**YOUR OBJECTIVE:** Every record here needs to be written out again exactly.
** start **
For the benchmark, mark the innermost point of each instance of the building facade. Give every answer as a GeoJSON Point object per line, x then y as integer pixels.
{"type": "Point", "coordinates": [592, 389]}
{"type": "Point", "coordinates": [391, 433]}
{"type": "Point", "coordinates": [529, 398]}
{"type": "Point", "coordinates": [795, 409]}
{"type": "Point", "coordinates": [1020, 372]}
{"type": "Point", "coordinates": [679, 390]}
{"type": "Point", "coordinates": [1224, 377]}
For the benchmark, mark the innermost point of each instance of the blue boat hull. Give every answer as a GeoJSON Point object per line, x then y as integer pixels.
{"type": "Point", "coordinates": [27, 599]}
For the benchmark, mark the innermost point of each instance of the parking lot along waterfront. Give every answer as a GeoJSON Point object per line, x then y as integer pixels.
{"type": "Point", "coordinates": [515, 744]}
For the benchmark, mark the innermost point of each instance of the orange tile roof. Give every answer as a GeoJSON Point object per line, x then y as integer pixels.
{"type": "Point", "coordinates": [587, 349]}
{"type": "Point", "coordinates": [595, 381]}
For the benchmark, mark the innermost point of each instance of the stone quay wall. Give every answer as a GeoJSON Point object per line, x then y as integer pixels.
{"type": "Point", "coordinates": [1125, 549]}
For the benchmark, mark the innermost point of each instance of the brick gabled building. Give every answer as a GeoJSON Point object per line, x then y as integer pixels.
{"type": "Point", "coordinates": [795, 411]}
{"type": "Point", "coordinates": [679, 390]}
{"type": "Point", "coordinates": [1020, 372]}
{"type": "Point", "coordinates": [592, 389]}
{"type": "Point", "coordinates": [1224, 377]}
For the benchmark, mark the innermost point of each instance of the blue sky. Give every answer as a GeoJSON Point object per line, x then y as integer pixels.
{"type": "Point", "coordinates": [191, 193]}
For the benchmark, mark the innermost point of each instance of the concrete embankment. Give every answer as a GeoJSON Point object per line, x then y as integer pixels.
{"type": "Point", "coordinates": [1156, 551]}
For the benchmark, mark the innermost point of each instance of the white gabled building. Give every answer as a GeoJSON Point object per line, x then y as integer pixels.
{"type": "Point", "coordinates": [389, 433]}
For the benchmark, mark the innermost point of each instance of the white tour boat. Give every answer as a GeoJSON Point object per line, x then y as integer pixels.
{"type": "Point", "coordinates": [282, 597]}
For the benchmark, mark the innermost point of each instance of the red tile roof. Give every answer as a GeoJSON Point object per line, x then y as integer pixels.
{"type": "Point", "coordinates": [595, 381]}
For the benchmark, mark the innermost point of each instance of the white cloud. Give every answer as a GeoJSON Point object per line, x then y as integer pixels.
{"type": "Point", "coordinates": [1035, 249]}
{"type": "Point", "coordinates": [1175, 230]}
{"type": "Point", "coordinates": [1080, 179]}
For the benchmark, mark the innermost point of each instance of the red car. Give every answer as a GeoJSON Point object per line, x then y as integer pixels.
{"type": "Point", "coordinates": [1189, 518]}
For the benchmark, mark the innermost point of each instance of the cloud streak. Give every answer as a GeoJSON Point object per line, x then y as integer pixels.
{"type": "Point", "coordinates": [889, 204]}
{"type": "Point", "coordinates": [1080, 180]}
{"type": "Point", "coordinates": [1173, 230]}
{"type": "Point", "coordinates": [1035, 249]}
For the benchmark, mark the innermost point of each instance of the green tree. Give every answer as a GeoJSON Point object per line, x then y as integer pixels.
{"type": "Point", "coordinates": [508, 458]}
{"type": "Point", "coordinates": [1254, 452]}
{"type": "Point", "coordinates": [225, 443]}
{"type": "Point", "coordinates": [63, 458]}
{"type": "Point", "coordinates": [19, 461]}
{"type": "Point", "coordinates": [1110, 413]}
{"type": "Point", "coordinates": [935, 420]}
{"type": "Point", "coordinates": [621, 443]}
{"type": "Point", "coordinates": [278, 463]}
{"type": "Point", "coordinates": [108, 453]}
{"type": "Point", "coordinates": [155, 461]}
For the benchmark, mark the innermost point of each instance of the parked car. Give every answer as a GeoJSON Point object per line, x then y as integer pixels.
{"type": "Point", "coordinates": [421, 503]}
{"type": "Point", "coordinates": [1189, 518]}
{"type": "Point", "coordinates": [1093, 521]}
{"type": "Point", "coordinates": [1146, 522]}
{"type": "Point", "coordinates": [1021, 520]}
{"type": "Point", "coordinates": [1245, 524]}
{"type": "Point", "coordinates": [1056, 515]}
** end **
**EXERCISE RESULT:**
For the benchmark, mark the innermost point of each instance of the building facade. Give every answer as a GeoJSON Point object per line, x then y as integer pixels.
{"type": "Point", "coordinates": [592, 389]}
{"type": "Point", "coordinates": [391, 433]}
{"type": "Point", "coordinates": [529, 398]}
{"type": "Point", "coordinates": [795, 409]}
{"type": "Point", "coordinates": [1020, 372]}
{"type": "Point", "coordinates": [679, 390]}
{"type": "Point", "coordinates": [1224, 377]}
For the benchmark, mark the innermost point of each instance of the blue boat hull. Give every answer as a GeoJSON Point object per line, x then y as integer pixels.
{"type": "Point", "coordinates": [27, 599]}
For the benchmark, mark the innermost point of each instance of the parking lot along waterfront. Give every answer as a GeoJSON Point object per line, x then y as integer pixels.
{"type": "Point", "coordinates": [515, 744]}
For the benchmark, mark the innermost point of each instance of the orange tile roof. Give every answer as a GeoJSON Point object per line, x then y as integer pixels.
{"type": "Point", "coordinates": [587, 349]}
{"type": "Point", "coordinates": [595, 381]}
For the benchmark, mark the innermost point of each instance of the stone quay wall. Give every answer as a GeoJSON Point object per line, x then y as integer pixels.
{"type": "Point", "coordinates": [1125, 549]}
For the benchmark, mark the innermost point of each instance of the brick gabled building. Give every answer as a GeoJSON Point object per line, x then y as integer pixels.
{"type": "Point", "coordinates": [795, 411]}
{"type": "Point", "coordinates": [679, 390]}
{"type": "Point", "coordinates": [1020, 372]}
{"type": "Point", "coordinates": [592, 389]}
{"type": "Point", "coordinates": [1224, 377]}
For the benchmark, mark the innermost point of each instance of the blue sky. Give every answer as a GeoJSON Point object per line, x then y as integer pixels.
{"type": "Point", "coordinates": [191, 193]}
For the benchmark, mark the innermost point of each instance of the concrete embankment. Give every answer as a GeoJSON Point object per line, x then y as integer pixels.
{"type": "Point", "coordinates": [1156, 551]}
For the benchmark, mark the innermost point of each instance of the white gabled building. Give every answer as a GeoJSON Point object per line, x then y as integer pixels.
{"type": "Point", "coordinates": [389, 433]}
For the benchmark, mark the innermost point of each instance of the white tour boat. Give every answer as a GeoJSON Point object per line, x then y as integer pixels.
{"type": "Point", "coordinates": [282, 597]}
For the benchmark, mark the innermost point of each instance of the red tile roof. Give every answer as a GeoJSON Point object per line, x then y as integer pixels.
{"type": "Point", "coordinates": [595, 381]}
For the benchmark, mark the innermost point of each instance of the white cloud. Give every answer as a GeoJSON Point object per line, x then y as integer pixels.
{"type": "Point", "coordinates": [1035, 249]}
{"type": "Point", "coordinates": [1175, 230]}
{"type": "Point", "coordinates": [1080, 179]}
For the benchmark, mark the innermost point of each instance of the red car. Give every answer as a GeoJSON Point object per line, x then y as integer pixels.
{"type": "Point", "coordinates": [1189, 518]}
For the benchmark, mark the innermost point of each instance of the cloud streak. Give every answer as a GeoJSON Point object per line, x then y as integer pixels.
{"type": "Point", "coordinates": [889, 204]}
{"type": "Point", "coordinates": [1080, 180]}
{"type": "Point", "coordinates": [1173, 230]}
{"type": "Point", "coordinates": [1035, 249]}
For the benchmark, mark the innermost point of each instance of the green tree. Give every answer as a GeoJSON Point object per line, x then y as integer pixels.
{"type": "Point", "coordinates": [508, 458]}
{"type": "Point", "coordinates": [1254, 452]}
{"type": "Point", "coordinates": [225, 443]}
{"type": "Point", "coordinates": [63, 458]}
{"type": "Point", "coordinates": [19, 461]}
{"type": "Point", "coordinates": [1110, 413]}
{"type": "Point", "coordinates": [935, 420]}
{"type": "Point", "coordinates": [621, 443]}
{"type": "Point", "coordinates": [278, 463]}
{"type": "Point", "coordinates": [108, 453]}
{"type": "Point", "coordinates": [155, 461]}
For the benchmark, mark the innermost point of each instance of the parked car. Give every answer as a GeoJSON Point object per line, x then y as integer pixels.
{"type": "Point", "coordinates": [421, 503]}
{"type": "Point", "coordinates": [1189, 518]}
{"type": "Point", "coordinates": [1093, 521]}
{"type": "Point", "coordinates": [1146, 522]}
{"type": "Point", "coordinates": [1021, 520]}
{"type": "Point", "coordinates": [1245, 524]}
{"type": "Point", "coordinates": [1056, 515]}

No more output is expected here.